> **WHAT NEEDS TO BE DONE**: Express the listing from the line containing "the jain temple." through the line containing "[176,87,183,103]", inclusive, as a two-column CSV with the headers instruction and output. Give one row per instruction, place each field in double quotes, and replace line breaks inside a field with spaces.

> **RECORDS PROVIDED**:
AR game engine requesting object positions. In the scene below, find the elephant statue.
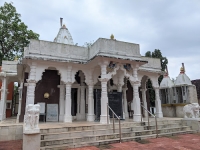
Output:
[183,103,200,118]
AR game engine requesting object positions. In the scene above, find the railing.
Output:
[107,104,122,143]
[141,104,158,138]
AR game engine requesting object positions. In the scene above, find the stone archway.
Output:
[34,69,60,121]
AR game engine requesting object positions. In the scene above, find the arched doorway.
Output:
[35,70,60,121]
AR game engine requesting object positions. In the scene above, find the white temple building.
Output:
[0,19,197,124]
[160,63,198,117]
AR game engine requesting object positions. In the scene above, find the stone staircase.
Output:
[40,119,195,150]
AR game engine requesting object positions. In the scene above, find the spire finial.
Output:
[165,65,169,76]
[60,18,63,28]
[180,63,185,73]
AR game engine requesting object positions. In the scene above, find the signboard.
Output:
[38,103,45,114]
[108,92,123,118]
[46,104,58,121]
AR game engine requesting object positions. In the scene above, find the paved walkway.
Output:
[0,133,200,150]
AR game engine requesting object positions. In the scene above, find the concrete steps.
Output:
[40,120,194,150]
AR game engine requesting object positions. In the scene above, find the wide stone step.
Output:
[40,130,196,150]
[41,126,190,147]
[41,127,131,140]
[144,123,182,130]
[41,124,184,140]
[143,120,182,125]
[40,121,141,134]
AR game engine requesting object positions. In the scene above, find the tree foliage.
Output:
[0,2,39,63]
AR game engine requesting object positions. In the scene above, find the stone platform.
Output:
[0,117,196,150]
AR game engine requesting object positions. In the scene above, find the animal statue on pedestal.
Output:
[183,103,200,118]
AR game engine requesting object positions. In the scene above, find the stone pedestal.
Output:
[23,133,40,150]
[87,85,95,121]
[182,118,200,132]
[155,87,163,118]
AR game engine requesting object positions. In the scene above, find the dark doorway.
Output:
[35,70,60,120]
[71,88,78,116]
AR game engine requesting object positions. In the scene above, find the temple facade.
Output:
[0,22,163,124]
[160,63,198,118]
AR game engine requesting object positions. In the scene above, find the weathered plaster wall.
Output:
[162,104,184,118]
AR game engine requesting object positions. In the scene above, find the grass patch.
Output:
[135,139,150,144]
[96,144,114,150]
[165,135,180,140]
[194,132,200,136]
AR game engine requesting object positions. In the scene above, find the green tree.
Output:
[0,2,39,65]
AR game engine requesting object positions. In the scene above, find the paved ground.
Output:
[0,133,200,150]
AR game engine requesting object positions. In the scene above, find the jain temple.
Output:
[0,19,198,149]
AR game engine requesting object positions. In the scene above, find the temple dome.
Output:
[175,73,192,86]
[160,76,174,89]
[175,66,192,86]
[54,25,74,45]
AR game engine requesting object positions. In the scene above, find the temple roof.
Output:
[54,25,74,45]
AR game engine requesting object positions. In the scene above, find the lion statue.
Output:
[183,103,200,118]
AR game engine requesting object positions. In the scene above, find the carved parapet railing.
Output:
[89,38,141,59]
[139,57,161,71]
[1,61,18,73]
[24,40,88,62]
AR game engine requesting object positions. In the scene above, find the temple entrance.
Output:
[71,88,78,116]
[35,70,60,121]
[176,87,183,103]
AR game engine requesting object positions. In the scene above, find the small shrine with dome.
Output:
[160,63,198,117]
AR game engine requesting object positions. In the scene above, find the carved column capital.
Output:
[64,81,72,85]
[26,79,37,84]
[99,78,110,82]
[140,89,147,92]
[153,87,160,90]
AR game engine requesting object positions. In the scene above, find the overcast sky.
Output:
[0,0,200,80]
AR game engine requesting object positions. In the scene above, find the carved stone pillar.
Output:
[99,61,110,124]
[154,87,163,118]
[77,86,85,120]
[123,88,129,119]
[58,84,65,121]
[26,79,36,105]
[140,89,148,117]
[132,81,141,122]
[0,75,7,121]
[87,84,95,121]
[63,82,72,122]
[76,87,81,116]
[117,83,125,119]
[99,78,110,124]
[16,82,23,123]
[25,62,37,105]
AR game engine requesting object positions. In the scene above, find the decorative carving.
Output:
[183,103,200,118]
[24,104,40,133]
[44,92,49,99]
[124,64,131,71]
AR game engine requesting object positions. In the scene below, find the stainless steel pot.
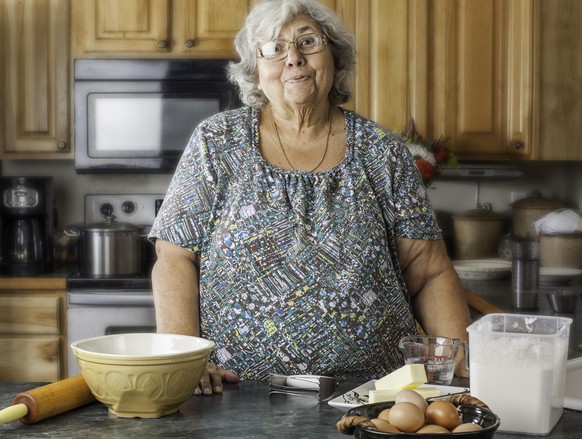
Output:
[511,191,564,239]
[66,217,145,277]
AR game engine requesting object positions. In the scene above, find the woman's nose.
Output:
[285,44,305,65]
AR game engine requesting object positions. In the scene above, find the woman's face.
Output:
[258,15,335,111]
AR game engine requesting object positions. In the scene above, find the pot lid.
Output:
[453,203,503,220]
[510,191,564,209]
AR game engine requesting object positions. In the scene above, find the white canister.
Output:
[540,233,582,269]
[467,313,572,435]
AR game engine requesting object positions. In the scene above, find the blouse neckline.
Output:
[251,107,354,177]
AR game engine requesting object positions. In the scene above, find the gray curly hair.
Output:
[228,0,356,107]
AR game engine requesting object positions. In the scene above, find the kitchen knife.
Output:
[0,375,95,424]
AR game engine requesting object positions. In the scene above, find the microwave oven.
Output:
[74,59,241,174]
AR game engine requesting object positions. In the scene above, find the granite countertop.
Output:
[0,381,582,439]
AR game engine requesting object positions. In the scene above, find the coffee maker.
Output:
[0,177,53,276]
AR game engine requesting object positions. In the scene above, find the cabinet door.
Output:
[0,0,71,159]
[172,0,256,58]
[428,0,534,159]
[539,0,582,160]
[72,0,171,56]
[0,336,62,382]
[355,0,428,133]
[0,295,60,335]
[72,0,256,58]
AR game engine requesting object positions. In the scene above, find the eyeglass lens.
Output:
[259,34,327,61]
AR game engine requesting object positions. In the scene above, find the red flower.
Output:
[433,145,449,165]
[415,159,437,180]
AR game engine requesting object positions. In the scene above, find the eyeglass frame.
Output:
[257,32,329,62]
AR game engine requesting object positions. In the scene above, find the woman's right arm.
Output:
[152,239,238,395]
[152,239,200,337]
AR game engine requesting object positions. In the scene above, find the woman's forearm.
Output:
[152,239,200,336]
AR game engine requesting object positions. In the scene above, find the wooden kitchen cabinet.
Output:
[356,0,538,160]
[0,278,68,382]
[72,0,257,58]
[0,0,72,159]
[539,0,582,160]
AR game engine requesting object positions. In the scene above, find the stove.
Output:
[67,194,164,291]
[67,194,164,376]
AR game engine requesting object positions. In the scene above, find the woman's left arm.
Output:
[396,238,471,375]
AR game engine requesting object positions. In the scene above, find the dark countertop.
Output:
[0,381,582,439]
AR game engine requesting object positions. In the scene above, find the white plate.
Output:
[540,267,582,285]
[328,380,469,410]
[453,259,511,280]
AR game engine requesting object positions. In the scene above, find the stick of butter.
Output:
[376,364,428,390]
[368,387,441,404]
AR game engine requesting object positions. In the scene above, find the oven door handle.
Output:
[67,292,154,307]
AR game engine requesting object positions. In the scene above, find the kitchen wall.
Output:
[0,160,582,234]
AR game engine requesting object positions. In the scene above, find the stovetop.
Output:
[67,194,164,292]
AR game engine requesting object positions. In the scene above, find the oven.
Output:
[67,194,164,376]
[74,59,240,173]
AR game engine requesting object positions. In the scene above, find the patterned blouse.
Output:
[150,107,441,379]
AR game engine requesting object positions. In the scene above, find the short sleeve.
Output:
[149,120,220,252]
[366,125,442,240]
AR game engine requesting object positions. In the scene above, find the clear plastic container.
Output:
[467,314,572,435]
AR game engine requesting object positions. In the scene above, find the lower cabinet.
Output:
[0,278,67,382]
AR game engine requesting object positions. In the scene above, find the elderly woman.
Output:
[151,0,470,394]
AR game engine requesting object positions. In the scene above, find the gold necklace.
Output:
[271,106,331,172]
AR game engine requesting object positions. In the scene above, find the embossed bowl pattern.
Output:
[71,334,214,418]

> **SOLVED PROBLEM**:
instruction,output
"AR game engine requesting object positions. In the scene above, find the jain temple. Output:","[0,19,198,149]"
"AR game engine requesting object positions. In the scene above, find the temple dome. Output:","[175,73,192,86] [160,76,174,89] [175,66,192,86] [54,25,74,45]"
"AR game engine requesting object positions. In the scene above, find the temple roof. Output:","[54,25,74,45]"
"AR game engine requesting object positions. In the scene above, find the lion statue. Output:","[183,103,200,118]"
"AR game engine requesting object positions. In the scene above, find the carved parapet railing. Output:","[89,38,141,59] [139,57,161,71] [1,61,18,73] [24,40,88,62]"
"AR game engine requesting object positions. In the scene above, find the temple entrance. Output:","[71,88,78,116] [35,70,60,121] [176,87,183,103]"